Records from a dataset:
##############################
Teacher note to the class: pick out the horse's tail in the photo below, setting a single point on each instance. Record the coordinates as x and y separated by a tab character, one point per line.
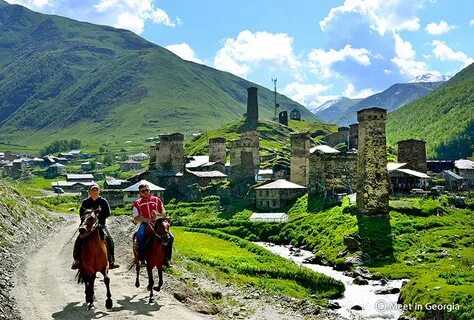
79	277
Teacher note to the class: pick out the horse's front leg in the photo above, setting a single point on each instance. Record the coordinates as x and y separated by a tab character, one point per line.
137	268
149	270
108	302
160	280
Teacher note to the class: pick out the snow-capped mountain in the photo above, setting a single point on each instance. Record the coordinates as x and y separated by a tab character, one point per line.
429	77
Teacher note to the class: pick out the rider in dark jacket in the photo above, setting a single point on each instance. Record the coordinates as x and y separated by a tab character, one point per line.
95	201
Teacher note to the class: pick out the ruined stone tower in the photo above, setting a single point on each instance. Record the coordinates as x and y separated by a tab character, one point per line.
372	175
283	118
244	158
217	152
252	107
299	164
413	153
170	153
353	134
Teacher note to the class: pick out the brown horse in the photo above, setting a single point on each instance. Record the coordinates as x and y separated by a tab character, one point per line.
158	236
93	258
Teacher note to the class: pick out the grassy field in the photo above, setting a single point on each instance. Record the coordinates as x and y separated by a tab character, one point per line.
230	259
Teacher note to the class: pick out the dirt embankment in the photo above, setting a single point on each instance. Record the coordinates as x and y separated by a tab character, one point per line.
37	282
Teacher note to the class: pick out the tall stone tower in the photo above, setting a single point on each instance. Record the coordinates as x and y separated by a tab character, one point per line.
353	134
217	152
299	163
170	153
413	153
244	158
372	176
252	107
283	118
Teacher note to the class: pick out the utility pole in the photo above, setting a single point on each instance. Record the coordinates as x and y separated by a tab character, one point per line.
276	105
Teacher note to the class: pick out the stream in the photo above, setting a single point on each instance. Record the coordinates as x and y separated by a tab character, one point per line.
374	306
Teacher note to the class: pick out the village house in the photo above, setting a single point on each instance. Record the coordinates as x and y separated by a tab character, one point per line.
465	168
277	195
403	180
130	165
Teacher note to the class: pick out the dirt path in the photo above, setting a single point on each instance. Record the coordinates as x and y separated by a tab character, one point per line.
45	289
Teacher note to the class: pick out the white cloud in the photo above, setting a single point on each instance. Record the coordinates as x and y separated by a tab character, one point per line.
382	15
321	61
438	28
249	50
352	93
32	4
132	14
443	52
184	51
405	59
307	94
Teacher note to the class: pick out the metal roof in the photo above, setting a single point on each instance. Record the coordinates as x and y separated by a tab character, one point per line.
323	149
464	164
394	166
153	187
280	184
208	174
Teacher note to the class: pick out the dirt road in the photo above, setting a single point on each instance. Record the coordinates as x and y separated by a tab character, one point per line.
46	289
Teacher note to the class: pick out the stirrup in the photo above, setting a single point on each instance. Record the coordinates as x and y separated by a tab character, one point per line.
75	265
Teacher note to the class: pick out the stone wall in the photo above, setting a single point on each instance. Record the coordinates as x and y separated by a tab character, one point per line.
170	153
413	153
353	135
299	162
217	151
372	176
335	172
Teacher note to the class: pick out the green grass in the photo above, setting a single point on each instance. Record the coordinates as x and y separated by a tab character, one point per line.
231	259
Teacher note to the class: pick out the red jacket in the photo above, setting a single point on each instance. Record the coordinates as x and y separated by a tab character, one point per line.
144	207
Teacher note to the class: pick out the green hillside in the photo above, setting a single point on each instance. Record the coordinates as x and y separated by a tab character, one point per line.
61	78
444	119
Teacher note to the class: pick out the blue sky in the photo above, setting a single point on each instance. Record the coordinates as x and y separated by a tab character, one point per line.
318	50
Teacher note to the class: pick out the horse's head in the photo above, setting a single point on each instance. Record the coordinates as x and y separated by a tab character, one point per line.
162	230
89	222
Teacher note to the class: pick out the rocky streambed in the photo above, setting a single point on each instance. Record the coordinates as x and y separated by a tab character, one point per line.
364	298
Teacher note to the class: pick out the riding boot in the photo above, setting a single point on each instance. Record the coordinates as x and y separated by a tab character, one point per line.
76	253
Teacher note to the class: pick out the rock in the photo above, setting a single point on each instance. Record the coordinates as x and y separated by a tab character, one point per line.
352	242
361	281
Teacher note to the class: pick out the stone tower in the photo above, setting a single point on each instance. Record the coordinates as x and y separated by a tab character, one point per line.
252	107
170	153
283	118
244	158
372	176
353	134
217	152
299	164
413	153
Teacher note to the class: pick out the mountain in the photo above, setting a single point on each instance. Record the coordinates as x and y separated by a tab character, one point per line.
429	77
331	110
61	78
391	99
444	119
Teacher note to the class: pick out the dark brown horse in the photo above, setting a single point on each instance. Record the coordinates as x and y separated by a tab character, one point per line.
155	243
93	258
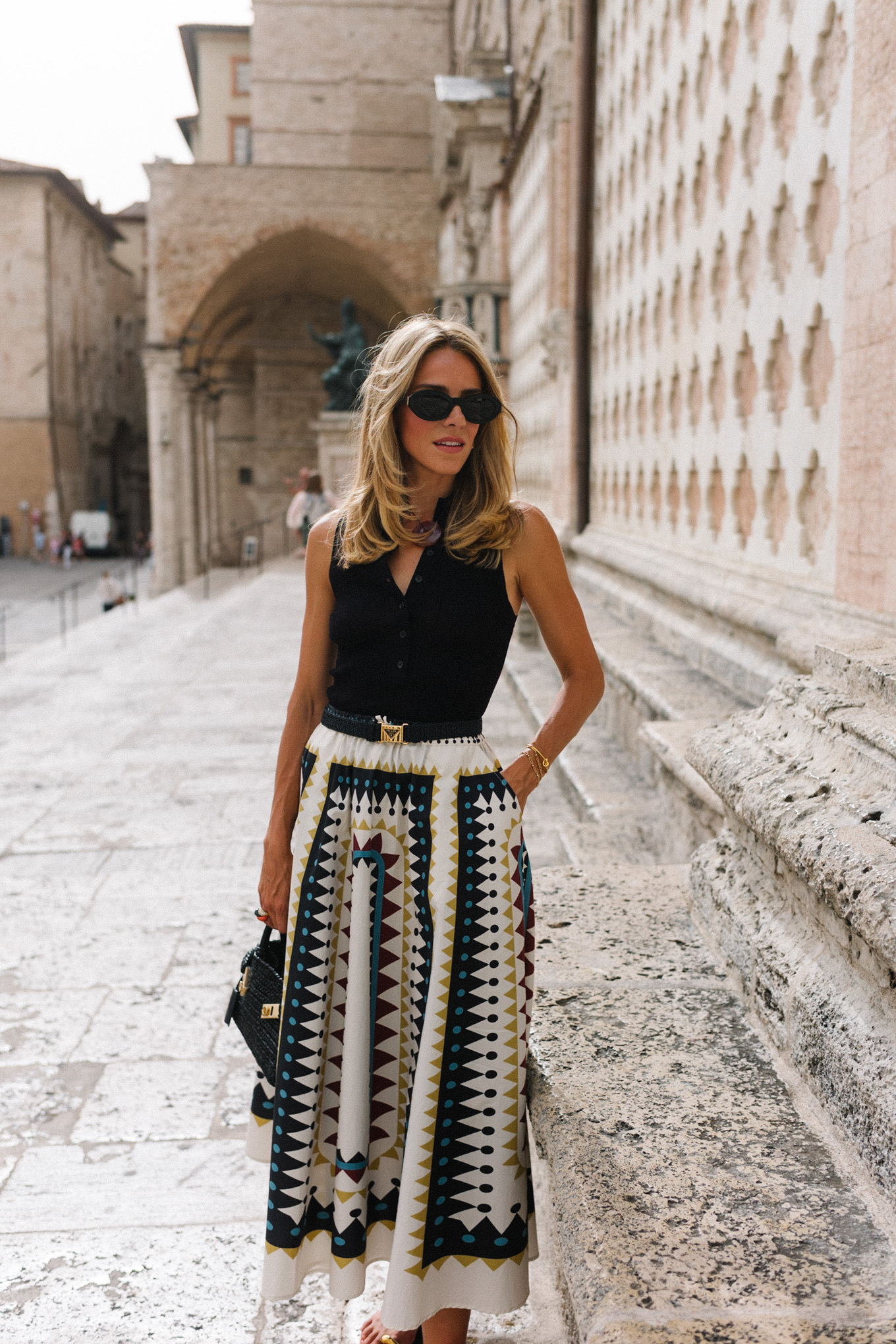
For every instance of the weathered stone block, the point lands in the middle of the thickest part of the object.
(809, 780)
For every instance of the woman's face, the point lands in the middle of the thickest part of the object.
(441, 447)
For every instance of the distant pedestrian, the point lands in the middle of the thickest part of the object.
(309, 507)
(111, 592)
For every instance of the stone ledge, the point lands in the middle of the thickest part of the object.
(692, 1200)
(800, 891)
(739, 623)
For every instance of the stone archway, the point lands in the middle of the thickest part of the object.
(233, 402)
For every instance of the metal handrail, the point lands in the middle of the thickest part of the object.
(244, 530)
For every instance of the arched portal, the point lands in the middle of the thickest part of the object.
(242, 390)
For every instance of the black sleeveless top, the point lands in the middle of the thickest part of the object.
(429, 655)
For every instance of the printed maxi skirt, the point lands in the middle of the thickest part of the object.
(397, 1127)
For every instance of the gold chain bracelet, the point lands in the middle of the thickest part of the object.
(546, 764)
(538, 761)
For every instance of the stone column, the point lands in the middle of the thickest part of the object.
(164, 426)
(200, 471)
(213, 409)
(335, 449)
(188, 483)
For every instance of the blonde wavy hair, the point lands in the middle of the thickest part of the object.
(481, 520)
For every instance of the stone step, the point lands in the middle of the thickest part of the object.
(611, 773)
(692, 1200)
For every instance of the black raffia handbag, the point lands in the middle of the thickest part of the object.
(254, 1004)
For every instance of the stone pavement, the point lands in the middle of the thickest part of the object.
(137, 766)
(43, 602)
(700, 1196)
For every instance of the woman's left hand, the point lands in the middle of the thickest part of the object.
(520, 776)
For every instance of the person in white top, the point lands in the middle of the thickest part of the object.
(309, 507)
(109, 592)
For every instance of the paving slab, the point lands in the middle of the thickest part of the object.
(136, 771)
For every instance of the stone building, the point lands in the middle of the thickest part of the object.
(72, 391)
(691, 214)
(325, 194)
(672, 225)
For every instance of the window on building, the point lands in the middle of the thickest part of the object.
(240, 140)
(240, 76)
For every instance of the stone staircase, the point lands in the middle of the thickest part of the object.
(700, 1191)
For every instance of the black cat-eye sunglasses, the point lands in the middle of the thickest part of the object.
(476, 408)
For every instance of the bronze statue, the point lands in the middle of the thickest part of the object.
(344, 378)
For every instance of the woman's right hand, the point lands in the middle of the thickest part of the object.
(274, 887)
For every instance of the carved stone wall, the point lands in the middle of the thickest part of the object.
(723, 159)
(532, 389)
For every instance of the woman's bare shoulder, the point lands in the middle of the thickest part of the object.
(320, 547)
(536, 534)
(323, 532)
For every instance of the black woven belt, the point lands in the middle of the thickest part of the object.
(376, 730)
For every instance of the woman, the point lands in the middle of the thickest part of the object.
(308, 507)
(398, 1120)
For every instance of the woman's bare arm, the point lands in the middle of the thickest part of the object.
(539, 570)
(302, 715)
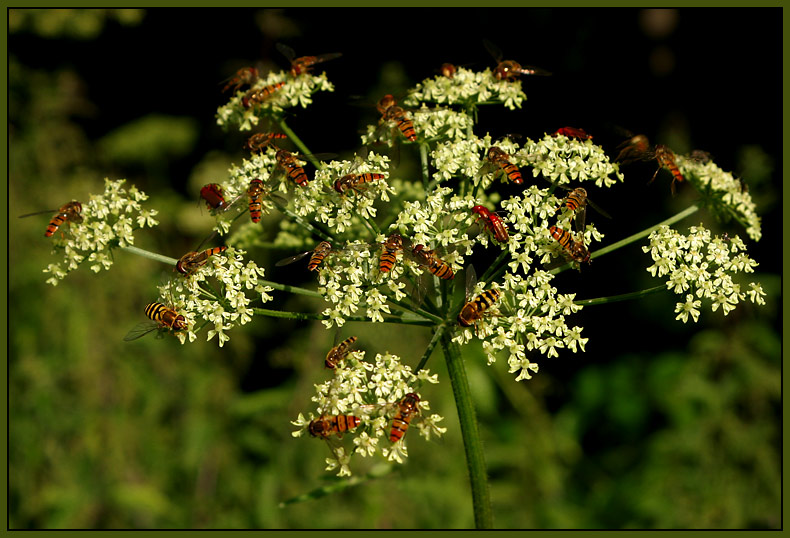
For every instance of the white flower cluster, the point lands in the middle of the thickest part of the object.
(561, 160)
(370, 392)
(529, 316)
(109, 220)
(216, 295)
(467, 88)
(702, 267)
(297, 91)
(727, 195)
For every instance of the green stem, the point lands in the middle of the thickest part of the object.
(429, 350)
(306, 316)
(632, 238)
(424, 164)
(475, 459)
(644, 233)
(151, 255)
(623, 297)
(291, 289)
(299, 144)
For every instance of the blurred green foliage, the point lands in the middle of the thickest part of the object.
(152, 434)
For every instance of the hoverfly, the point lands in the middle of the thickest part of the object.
(260, 141)
(491, 222)
(508, 69)
(255, 97)
(287, 162)
(407, 408)
(214, 197)
(572, 132)
(339, 352)
(69, 212)
(475, 309)
(354, 182)
(256, 192)
(575, 250)
(192, 261)
(317, 255)
(435, 264)
(391, 246)
(577, 201)
(638, 148)
(498, 158)
(162, 318)
(447, 70)
(244, 76)
(304, 64)
(324, 426)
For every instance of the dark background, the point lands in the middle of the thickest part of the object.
(690, 78)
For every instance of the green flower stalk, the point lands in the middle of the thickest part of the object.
(390, 248)
(109, 220)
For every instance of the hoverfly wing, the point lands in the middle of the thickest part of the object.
(534, 71)
(46, 211)
(471, 282)
(292, 259)
(140, 330)
(326, 57)
(286, 51)
(598, 209)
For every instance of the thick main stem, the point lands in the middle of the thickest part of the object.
(150, 255)
(475, 459)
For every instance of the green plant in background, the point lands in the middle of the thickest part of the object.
(425, 229)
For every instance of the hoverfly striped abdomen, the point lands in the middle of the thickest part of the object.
(473, 310)
(324, 426)
(166, 316)
(407, 408)
(339, 352)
##############################
Find "For every instance of the green plant" in the records. Copy its line and every line after it, exactly, through the last one.

For every instance of the green plant in background, the point lands in the middle of the thickest part of the object.
(425, 229)
For every instance of the hoverfly striped abdomen, the point lands in the middle of the thickest part of the object.
(473, 310)
(324, 426)
(166, 316)
(407, 408)
(339, 352)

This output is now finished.